── Given information ──
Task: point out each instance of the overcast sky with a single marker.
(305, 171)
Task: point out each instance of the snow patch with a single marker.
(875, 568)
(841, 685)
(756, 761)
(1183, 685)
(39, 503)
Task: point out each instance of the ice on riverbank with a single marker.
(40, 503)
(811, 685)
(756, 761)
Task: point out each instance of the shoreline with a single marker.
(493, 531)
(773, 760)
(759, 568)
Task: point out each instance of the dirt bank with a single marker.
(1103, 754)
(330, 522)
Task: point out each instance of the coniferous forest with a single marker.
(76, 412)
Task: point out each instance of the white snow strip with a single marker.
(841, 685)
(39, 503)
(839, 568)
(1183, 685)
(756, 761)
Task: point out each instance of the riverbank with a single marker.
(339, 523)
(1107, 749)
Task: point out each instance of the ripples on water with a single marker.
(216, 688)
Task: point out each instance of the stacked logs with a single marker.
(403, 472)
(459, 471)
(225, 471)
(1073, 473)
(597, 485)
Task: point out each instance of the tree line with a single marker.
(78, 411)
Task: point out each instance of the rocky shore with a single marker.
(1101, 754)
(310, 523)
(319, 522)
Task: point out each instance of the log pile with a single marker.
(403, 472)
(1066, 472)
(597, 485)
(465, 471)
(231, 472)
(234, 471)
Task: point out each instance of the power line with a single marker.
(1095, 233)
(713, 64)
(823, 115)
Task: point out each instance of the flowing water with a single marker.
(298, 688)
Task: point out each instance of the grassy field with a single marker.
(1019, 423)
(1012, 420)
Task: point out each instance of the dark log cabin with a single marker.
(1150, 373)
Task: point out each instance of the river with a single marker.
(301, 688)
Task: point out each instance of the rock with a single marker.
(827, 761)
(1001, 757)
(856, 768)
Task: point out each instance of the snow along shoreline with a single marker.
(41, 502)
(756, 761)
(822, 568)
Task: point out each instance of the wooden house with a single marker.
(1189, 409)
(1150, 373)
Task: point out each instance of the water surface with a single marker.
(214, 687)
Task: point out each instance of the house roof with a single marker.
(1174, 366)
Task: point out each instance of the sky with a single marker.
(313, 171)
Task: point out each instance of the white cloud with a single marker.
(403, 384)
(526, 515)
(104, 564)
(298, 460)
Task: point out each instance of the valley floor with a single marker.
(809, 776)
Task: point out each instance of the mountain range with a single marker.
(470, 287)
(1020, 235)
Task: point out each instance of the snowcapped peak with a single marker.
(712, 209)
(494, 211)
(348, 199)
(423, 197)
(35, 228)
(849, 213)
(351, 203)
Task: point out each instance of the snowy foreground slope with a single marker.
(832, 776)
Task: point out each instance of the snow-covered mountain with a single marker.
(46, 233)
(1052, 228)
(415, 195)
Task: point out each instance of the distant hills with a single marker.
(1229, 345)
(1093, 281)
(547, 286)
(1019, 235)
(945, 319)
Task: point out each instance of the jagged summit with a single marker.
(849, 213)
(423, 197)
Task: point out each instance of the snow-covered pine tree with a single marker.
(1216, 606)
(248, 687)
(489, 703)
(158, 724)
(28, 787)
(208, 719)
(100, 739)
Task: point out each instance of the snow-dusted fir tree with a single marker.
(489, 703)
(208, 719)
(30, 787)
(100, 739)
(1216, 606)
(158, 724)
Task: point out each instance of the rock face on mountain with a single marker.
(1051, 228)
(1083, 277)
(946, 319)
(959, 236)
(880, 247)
───
* Exercise brief
Produce the material again exactly as it is shown above.

* Solution to the exercise
Task: point out each instance of the overcast sky with a single marker.
(305, 171)
Task: point out each instance of the snow patch with a single marker.
(875, 568)
(841, 685)
(756, 761)
(1183, 685)
(39, 503)
Task: point out each instance of the ice on riverbank with a single marker.
(40, 503)
(811, 685)
(756, 761)
Task: point out each instance of the shoreline with a single marker.
(493, 531)
(773, 760)
(759, 568)
Task: point out each instance of the dirt bank with a single marker.
(1103, 754)
(330, 522)
Task: point out each instance of the coniferous forest with a single marker.
(76, 412)
Task: point out each instance of the white snow strip with a single marker.
(841, 685)
(39, 503)
(839, 568)
(1183, 685)
(756, 761)
Task: point out each instance of the riverbank with a single marker.
(339, 523)
(1107, 749)
Task: point out each instance of the ripples on water with a single marker.
(216, 688)
Task: point out each instance of the stacked logs with a single marker.
(403, 472)
(459, 471)
(225, 471)
(1073, 473)
(597, 485)
Task: point out each instance of the tree line with a single marker.
(78, 411)
Task: point out each instance of the rocky shore with a single marker.
(1101, 754)
(310, 523)
(319, 522)
Task: point out each instance of the log pile with a single marker.
(403, 472)
(1066, 472)
(597, 485)
(465, 471)
(231, 472)
(234, 471)
Task: point out each instance of the power line with a single marker.
(1095, 233)
(713, 64)
(823, 115)
Task: point out each instance of the flowing water with a single marker.
(298, 688)
Task: point out each instance of the grassy field with a single marker.
(1019, 423)
(1012, 420)
Task: point out each instance of the dark log cabin with a single marker.
(1150, 373)
Task: point out each instance of the river with a single marker.
(301, 688)
Task: point out each instance of the rock with a single marker.
(827, 761)
(1001, 757)
(856, 768)
Task: point out each instance of the snow along shoreline with a single marker.
(41, 502)
(756, 761)
(822, 568)
Task: point out each instance of the wooden house with a single marker.
(1189, 409)
(1150, 373)
Task: point out each instance of the water surface with a single marker.
(214, 687)
Task: point out each instance of the house roof with a single marker.
(1174, 366)
Task: point out each instance of the sky with a single marker.
(313, 171)
Task: point out each instance of the white cloud with a single marker.
(403, 384)
(526, 515)
(104, 564)
(298, 460)
Task: point out each instance of the valley floor with a single marker.
(809, 776)
Task: point out each instance of the mountain range with a single marker.
(470, 287)
(1020, 235)
Task: point out each instance of the snowcapped peak with a single marker.
(712, 209)
(494, 211)
(348, 199)
(423, 197)
(35, 228)
(849, 213)
(351, 203)
Task: point out each instance of the snowy foreground slope with a single marker.
(832, 776)
Task: point out each instance of the snow-covered mountain with a single marker.
(46, 233)
(1052, 228)
(415, 195)
Task: point out each instance of the distant hills with a single marker.
(1229, 345)
(1093, 281)
(547, 286)
(1019, 235)
(945, 319)
Task: point out each instance of the jagged summit with a single marker.
(849, 213)
(423, 197)
Task: point out each instance of the snow-covered pine tree with a single marker.
(1216, 606)
(248, 687)
(489, 703)
(158, 724)
(28, 787)
(208, 719)
(100, 739)
Task: point out each instance of the snow-dusted fir tree with a single marker.
(489, 703)
(208, 719)
(30, 787)
(100, 739)
(1216, 606)
(158, 724)
Task: point out each instance of the rock face on mountain with a single marker.
(1051, 228)
(1083, 277)
(946, 319)
(959, 236)
(880, 247)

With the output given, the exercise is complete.